### TEXT BLOCK
A series of policies that could affect the gay, lesbian and transgender community in Minnesota has local LGBTQ advocacy groups gearing up for a long fight.
The proposals — which include measures that would limit which restrooms transgender students are allowed to use, eliminate health care plans that cover “gender transition” services, and allow schools and businesses to skirt state and federal discrimination laws under religious belief pretexts — aren’t necessarily new or unique to Minnesota. Rather, they are part of what advocates see as a significant rise in what they call anti-LGBTQ measures throughout the country.
In states like Texas, Tennessee and North Carolina, dozens of bills have been introduced that, if passed, would significantly limit options for LGBTQ people in both public schools and in areas like health care, according to the Human Rights Campaign (HRC), a national LGBTQ advocacy group that tracks these kinds of bills. This year alone, the group counted more than 130 bills across 30 states that it believes would significantly harm the LGBTQ community.
“We’ve been trying to battle back this wave of anti-LGBTQ legislation we’ve been seeing over the last several years,” said Cathryn Oakley, HRC’s senior legislative counsel, at a forum held in Minneapolis last week. “In 2016, we saw an unprecedented number of anti-LGBTQ legislation … more than 250 bills filed at state legislatures across the country.”
A divided Legislature
Many of the bills considered anti-LGBTQ by advocates have been pushed by conservative Republicans. Rep. Erin Maye Quade, DFL-Apple Valley, said one reason Minnesota is seeing so many of the bills this year is the GOP’s dominance in the Minnesota House, where it holds a 20-seat majority.

Because Republicans only hold a single-vote majority over Democrats in the Senate, however, the legislation will likely never pass, she said. “No matter how crazy people can get in the House,” she said, “it seems that there are some sane people in the Senate.”
But Sen. Scott Dibble, DFL-Minneapolis, said that such a gridlock also means bills that would help the LGBTQ community are stalled as well — bills like the one Dibble authored that would ban conversion therapy in Minnesota. “We’re kind of treading water here,” Dibble said. “Ultimately, there will have to be some electoral change before we can bring any policy change around.”

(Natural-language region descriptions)
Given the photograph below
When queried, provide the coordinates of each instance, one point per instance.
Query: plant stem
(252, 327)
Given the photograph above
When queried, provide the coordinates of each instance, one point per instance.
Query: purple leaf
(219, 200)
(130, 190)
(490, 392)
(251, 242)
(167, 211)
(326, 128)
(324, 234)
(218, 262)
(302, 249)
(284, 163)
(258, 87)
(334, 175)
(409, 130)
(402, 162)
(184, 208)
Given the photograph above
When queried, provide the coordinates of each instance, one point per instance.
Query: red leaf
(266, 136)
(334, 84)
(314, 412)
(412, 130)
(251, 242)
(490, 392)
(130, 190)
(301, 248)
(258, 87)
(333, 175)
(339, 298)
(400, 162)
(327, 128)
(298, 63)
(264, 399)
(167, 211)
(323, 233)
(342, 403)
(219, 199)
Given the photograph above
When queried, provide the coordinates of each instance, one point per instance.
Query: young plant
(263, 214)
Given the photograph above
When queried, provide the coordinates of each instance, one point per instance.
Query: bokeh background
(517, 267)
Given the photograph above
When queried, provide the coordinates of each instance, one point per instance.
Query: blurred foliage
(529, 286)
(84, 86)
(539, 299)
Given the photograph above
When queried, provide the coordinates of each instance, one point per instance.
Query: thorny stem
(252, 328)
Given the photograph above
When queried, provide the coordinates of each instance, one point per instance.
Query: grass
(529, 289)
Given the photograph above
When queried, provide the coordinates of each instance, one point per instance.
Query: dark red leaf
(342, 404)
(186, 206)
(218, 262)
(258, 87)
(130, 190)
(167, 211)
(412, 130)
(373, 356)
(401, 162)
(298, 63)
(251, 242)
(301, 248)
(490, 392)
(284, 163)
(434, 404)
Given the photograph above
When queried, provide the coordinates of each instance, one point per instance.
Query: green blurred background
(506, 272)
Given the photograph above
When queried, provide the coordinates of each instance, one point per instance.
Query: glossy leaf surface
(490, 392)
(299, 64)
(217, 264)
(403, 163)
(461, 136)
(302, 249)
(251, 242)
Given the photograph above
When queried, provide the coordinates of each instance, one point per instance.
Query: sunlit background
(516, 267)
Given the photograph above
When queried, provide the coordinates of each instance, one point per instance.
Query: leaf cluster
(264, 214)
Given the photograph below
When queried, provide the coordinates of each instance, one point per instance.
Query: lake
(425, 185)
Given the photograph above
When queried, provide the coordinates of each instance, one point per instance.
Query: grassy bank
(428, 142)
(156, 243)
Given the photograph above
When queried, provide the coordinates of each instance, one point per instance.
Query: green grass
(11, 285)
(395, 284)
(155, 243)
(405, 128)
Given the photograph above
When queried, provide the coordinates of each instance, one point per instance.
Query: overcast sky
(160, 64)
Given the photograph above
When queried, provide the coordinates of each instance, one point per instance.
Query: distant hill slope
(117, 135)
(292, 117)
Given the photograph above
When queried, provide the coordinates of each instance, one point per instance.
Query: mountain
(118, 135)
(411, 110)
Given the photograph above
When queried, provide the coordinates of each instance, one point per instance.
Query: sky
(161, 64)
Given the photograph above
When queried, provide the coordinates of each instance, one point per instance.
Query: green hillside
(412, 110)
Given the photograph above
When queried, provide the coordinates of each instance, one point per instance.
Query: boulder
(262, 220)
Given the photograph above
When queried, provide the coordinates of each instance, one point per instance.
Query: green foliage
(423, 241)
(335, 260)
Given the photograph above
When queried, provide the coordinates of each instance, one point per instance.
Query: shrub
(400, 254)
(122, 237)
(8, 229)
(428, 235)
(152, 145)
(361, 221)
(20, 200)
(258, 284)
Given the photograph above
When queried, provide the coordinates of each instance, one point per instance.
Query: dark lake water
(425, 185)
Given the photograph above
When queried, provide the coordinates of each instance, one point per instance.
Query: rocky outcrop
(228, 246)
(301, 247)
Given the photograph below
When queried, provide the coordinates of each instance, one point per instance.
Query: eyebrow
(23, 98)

### STUDY QUESTIONS
- A) Reproduce the stretch of the article on Minnesota LGBTQ legislation from "A series of" through "a long fight.", putting "a lengthy battle" in place of "a long fight".
- B) According to the article on Minnesota LGBTQ legislation, how many bills did the Human Rights Campaign count this year that it believes would significantly harm the LGBTQ community?
- C) Please extend the article on Minnesota LGBTQ legislation, picking up after its final sentence.
Nothing in the listing is needed for what comes next.

### ANSWERS TO THE PROBLEMS
- A)
A series of policies that could affect the gay, lesbian and transgender community in Minnesota has local LGBTQ advocacy groups gearing up for a lengthy battle.

- B) More than 130 bills across 30 states.

- C)
Manilan Houle, the policy and organizing coordinator for OutFront Minnesota, said banning conversion therapy — the practice of treating homosexuality as a mental disorder — has gained major traction across the country, and already 14 states have adopted official bans. Minnesota has yet to become one of those states, he said, and one reason is that the bill can’t even get a committee hearing.
And while most of the bills at the Legislature won’t make it into law, Dibble says he’s concerned about activism among the LGBTQ community in the face of a national Republican party unified around repealing Obama-era LGBTQ protections, he says.
“The last [Republican] national platform that they passed is the most extremist anti-gay platform in the history of the party,” Dibble said. “We have not only not gained ground in the party, we’ve lost ground.”
Same fight, different place
The fights are not just at the state or national level, though. Last year, after Dave Edwards pulled his now first-grade transgender girl out of a St. Paul charter school for getting bullied, he testified against a bill that would have required all transgender students in the state to use bathrooms or locker rooms that corresponded with their birth sex rather than their gender identity.

That bill failed, but Edwards is now engaged in a similar fight in a different location. Last month, Transforming Families — a Twin Cities transgender advocacy group where Edwards is a board member — along with other LGBTQ advocacy groups, squared off at an Anoka-Hennepin School Board meeting with groups who wanted the board to deny students from using bathrooms that didn’t match their birth sex.
Currently, the school board said its district determines which bathrooms or locker rooms students can use on a case-by-case basis. But LGBTQ advocacy groups like Transforming Families and OutFront Minnesota want the district to adopt a more “gender inclusive” policy like that of Minneapolis Public Schools and St. Paul Public Schools — both of which adopted policies last year that allow transgender students to use facilities that match their gender identity.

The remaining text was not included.